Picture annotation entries
"""

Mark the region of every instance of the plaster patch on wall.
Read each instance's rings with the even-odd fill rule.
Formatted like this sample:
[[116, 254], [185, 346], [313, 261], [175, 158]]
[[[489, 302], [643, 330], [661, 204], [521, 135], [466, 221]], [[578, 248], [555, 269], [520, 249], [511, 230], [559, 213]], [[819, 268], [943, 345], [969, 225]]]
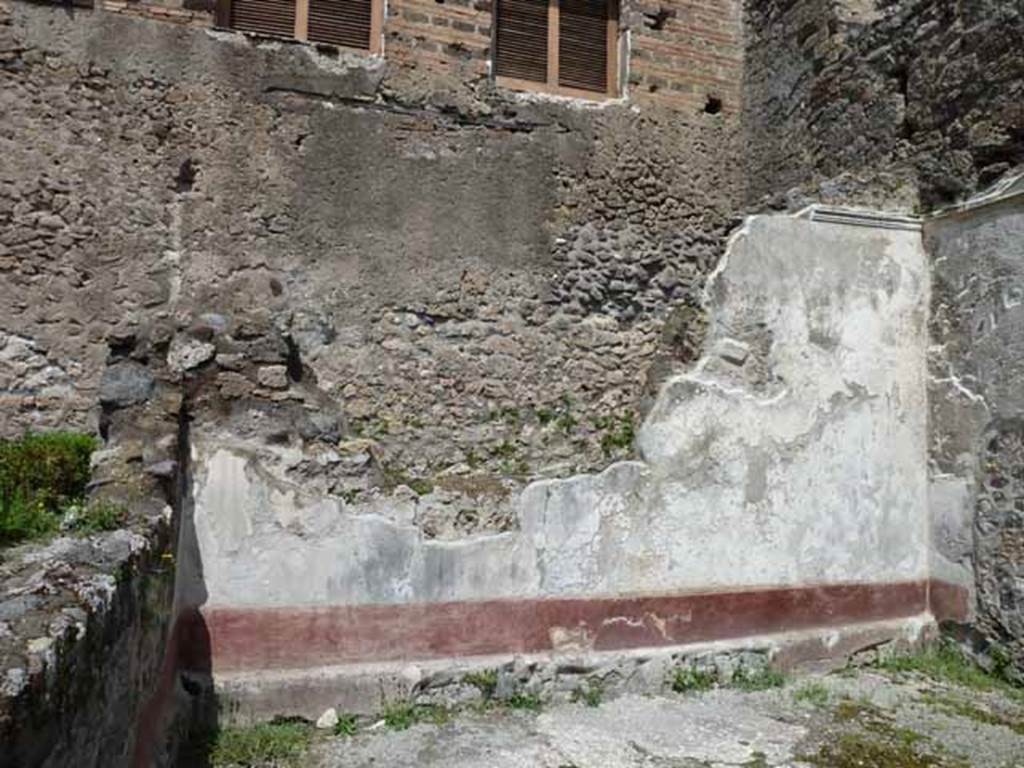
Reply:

"""

GOAL = Reproduce the data above with "plaster patch" swapped for "water stain" and every other line unchanged. Leave the pictures out of your answer.

FINISHED TASK =
Mark the region of every instance of the water stain on wall.
Read each instance's rings with the even-odd fill rule.
Formatted like this sample:
[[116, 254], [185, 346], [313, 261], [175, 158]]
[[[489, 302], [643, 330], [661, 204], [521, 135], [466, 221]], [[578, 248], [555, 269], [520, 249], [511, 230], [559, 213]], [[819, 268], [943, 345], [969, 225]]]
Reply:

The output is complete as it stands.